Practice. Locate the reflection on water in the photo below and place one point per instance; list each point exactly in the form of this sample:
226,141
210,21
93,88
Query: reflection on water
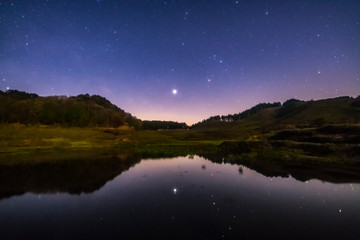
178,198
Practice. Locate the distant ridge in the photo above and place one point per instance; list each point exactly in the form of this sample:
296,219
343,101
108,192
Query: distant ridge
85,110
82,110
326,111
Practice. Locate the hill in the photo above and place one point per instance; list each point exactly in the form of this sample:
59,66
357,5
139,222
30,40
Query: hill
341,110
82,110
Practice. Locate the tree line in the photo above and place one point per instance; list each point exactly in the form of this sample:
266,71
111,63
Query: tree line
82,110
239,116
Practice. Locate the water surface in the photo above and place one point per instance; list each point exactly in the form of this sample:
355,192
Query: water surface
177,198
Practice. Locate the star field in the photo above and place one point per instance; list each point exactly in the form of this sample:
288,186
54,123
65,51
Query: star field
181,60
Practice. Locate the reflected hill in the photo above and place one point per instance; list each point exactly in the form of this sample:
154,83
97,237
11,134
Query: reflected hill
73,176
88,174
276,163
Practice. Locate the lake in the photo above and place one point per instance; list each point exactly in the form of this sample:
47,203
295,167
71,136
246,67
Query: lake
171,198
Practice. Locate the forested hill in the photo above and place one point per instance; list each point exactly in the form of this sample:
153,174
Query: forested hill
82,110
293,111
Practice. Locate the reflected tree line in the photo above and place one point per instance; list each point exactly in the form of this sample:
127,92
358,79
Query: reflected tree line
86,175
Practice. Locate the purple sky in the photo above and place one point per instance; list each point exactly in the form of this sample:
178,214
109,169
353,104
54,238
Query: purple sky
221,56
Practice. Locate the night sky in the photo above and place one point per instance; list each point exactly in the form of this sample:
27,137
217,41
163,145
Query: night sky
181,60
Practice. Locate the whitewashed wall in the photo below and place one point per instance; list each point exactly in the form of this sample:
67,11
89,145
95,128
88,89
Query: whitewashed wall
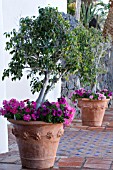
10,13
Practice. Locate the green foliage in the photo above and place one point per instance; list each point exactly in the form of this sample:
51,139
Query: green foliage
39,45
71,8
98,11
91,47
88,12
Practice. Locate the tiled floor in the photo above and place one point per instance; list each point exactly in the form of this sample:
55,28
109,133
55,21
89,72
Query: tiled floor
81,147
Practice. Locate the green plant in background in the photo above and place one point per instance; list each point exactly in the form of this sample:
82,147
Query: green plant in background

────────────────

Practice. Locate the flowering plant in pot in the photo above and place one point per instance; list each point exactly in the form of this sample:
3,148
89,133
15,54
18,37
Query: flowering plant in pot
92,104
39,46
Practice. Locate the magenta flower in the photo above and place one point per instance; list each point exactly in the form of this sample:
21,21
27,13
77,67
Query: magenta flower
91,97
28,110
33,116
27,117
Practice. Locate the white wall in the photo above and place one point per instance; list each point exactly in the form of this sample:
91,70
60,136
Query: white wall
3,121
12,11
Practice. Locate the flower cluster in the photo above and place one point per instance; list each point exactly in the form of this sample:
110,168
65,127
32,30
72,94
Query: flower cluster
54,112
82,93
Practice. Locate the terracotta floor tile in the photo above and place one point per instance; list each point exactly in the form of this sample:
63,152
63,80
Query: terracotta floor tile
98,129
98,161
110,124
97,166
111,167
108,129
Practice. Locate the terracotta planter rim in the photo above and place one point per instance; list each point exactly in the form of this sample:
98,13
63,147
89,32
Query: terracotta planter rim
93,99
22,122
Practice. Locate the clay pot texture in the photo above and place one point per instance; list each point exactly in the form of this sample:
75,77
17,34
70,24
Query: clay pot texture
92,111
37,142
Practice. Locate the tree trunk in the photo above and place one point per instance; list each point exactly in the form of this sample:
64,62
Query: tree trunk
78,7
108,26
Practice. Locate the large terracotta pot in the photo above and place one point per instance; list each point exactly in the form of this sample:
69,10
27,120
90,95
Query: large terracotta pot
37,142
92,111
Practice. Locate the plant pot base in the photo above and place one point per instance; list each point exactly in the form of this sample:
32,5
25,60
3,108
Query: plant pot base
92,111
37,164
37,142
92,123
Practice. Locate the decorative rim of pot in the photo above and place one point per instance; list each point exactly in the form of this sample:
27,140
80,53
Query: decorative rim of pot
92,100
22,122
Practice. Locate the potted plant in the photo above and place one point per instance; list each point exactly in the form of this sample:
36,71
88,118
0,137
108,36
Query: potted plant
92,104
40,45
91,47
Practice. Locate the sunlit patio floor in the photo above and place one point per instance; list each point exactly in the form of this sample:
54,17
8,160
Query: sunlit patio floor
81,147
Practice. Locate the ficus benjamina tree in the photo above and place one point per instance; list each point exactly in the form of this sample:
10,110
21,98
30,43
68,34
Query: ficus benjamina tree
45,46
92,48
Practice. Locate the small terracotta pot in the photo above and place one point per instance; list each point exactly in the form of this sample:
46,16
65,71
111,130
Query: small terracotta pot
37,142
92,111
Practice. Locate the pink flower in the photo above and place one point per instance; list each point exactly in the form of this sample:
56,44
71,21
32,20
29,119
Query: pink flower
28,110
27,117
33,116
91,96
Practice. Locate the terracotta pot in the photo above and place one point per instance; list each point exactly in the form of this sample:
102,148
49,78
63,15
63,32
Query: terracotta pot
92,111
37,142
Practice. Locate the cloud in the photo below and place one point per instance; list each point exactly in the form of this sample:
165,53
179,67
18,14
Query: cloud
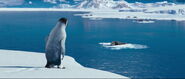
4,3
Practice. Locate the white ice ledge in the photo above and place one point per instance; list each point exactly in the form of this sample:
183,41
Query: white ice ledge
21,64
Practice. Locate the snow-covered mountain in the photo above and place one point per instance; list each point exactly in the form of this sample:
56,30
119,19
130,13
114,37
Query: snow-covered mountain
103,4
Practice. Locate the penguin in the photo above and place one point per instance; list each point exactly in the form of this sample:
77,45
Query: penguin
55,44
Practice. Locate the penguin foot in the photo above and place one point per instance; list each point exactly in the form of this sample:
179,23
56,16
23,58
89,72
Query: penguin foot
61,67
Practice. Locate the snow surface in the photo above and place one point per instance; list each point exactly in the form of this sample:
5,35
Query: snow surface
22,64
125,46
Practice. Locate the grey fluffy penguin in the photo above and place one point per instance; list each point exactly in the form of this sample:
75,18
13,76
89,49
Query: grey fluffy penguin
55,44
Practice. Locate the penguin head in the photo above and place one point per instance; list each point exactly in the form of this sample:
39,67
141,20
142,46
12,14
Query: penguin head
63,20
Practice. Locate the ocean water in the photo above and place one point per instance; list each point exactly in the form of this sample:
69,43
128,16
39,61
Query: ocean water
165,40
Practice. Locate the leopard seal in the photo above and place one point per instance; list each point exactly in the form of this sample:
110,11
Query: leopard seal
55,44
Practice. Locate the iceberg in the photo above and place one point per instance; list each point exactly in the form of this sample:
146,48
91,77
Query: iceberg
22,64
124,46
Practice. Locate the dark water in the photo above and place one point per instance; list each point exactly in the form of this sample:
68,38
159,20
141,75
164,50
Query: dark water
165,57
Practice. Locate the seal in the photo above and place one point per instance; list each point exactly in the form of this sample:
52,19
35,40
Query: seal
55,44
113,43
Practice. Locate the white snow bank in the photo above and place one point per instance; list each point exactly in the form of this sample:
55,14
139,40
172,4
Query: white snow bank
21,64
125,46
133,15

────────────────

**Required work**
Extract each line in the entries above that contains the word "purple".

**The answer**
Practice. Locate the purple sky in the photo above and place one point per instance; list each point exactly in the form of this sample:
Query: purple sky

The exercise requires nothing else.